▸ Data to use:

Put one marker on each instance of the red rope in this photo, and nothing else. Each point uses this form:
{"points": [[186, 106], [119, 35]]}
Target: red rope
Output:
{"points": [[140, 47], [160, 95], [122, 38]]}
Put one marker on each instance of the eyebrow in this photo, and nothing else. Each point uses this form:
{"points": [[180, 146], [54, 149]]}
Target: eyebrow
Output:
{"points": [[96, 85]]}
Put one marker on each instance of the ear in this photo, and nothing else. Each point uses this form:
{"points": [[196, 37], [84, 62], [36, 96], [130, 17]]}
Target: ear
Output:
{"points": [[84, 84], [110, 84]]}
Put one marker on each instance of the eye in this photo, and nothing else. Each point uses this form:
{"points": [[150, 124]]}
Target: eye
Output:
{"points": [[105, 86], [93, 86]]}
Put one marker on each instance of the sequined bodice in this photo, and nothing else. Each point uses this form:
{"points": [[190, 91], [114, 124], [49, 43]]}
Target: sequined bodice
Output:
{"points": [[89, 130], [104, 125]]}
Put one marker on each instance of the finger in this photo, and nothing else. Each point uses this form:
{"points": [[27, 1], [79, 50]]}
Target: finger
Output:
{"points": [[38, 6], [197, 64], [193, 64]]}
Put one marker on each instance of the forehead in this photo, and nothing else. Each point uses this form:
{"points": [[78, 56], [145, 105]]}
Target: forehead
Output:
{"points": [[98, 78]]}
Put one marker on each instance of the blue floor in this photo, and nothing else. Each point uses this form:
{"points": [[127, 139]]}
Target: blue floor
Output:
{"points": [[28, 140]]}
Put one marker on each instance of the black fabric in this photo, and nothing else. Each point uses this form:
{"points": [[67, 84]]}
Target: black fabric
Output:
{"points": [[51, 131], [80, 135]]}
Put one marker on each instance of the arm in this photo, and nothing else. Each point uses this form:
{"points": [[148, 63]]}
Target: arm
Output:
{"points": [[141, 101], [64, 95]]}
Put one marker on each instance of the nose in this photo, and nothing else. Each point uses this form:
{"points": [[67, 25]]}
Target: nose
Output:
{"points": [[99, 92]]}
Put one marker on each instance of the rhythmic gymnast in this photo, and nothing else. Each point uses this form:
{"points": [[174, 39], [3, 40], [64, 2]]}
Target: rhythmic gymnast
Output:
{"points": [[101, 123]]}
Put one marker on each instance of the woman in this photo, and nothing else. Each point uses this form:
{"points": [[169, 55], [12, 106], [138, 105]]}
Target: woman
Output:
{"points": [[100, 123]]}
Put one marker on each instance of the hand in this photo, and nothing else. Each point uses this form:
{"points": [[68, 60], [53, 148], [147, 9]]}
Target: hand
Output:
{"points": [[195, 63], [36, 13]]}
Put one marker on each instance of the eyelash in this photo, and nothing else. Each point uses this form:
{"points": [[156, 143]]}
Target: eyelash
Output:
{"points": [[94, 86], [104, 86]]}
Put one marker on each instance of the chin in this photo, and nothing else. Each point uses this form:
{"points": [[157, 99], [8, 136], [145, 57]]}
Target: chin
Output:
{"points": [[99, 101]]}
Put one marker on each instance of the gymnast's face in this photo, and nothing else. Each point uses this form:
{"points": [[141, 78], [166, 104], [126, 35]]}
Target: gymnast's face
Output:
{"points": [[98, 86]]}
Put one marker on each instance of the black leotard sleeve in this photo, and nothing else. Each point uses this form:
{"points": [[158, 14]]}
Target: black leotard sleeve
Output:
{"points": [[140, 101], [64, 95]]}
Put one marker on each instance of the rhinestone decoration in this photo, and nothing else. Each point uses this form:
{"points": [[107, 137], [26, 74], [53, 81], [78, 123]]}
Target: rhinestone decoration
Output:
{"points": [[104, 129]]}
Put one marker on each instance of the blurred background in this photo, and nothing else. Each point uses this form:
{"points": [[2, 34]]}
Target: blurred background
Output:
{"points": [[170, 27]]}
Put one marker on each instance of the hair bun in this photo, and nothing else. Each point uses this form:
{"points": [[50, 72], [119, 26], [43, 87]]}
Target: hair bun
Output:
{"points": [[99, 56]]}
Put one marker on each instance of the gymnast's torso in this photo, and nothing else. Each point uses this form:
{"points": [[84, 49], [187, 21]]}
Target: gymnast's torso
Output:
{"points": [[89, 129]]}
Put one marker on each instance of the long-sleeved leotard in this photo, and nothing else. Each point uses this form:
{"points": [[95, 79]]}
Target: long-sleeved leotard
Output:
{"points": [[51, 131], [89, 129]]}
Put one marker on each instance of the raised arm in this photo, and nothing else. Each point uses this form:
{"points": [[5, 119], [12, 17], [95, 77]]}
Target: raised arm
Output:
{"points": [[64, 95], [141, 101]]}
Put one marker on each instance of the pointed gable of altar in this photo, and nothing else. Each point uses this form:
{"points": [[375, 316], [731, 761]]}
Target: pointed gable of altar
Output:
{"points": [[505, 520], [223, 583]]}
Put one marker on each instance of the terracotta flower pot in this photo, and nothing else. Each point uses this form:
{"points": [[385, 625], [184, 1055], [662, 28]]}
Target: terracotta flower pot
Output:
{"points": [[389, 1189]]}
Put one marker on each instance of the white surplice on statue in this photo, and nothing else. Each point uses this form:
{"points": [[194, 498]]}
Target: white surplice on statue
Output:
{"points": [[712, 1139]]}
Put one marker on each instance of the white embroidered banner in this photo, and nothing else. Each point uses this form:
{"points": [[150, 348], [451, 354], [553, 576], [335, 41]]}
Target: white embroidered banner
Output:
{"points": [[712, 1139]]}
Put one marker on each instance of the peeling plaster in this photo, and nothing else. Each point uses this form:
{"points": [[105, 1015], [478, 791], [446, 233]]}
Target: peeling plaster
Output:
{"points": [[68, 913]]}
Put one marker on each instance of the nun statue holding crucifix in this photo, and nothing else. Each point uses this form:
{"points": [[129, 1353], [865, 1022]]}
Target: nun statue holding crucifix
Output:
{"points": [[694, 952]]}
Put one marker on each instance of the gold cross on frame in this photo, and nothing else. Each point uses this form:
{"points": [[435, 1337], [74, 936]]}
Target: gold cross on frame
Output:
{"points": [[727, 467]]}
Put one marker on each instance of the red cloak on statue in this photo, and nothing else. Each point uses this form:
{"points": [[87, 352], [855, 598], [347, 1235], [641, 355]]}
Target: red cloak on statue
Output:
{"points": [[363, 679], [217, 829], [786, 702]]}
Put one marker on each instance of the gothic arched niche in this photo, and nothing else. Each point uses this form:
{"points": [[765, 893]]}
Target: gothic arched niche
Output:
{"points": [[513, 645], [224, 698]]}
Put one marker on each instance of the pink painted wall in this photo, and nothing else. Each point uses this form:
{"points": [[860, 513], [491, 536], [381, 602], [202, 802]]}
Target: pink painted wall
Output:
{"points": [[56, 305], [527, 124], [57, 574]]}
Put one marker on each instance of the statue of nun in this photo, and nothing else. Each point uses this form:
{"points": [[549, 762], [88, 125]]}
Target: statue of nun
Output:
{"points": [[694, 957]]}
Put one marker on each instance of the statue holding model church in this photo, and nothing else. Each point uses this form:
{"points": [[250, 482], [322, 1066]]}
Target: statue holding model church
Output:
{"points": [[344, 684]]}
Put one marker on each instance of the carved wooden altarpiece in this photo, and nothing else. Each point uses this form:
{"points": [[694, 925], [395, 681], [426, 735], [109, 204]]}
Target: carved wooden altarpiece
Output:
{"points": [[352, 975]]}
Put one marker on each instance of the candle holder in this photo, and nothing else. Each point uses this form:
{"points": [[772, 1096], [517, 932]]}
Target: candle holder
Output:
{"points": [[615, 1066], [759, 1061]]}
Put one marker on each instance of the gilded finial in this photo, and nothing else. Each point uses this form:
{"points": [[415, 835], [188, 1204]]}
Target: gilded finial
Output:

▸ Exercise objective: Please report, as a bare number, how many lines of the data contain the word "finger".

▸ Task answer: 2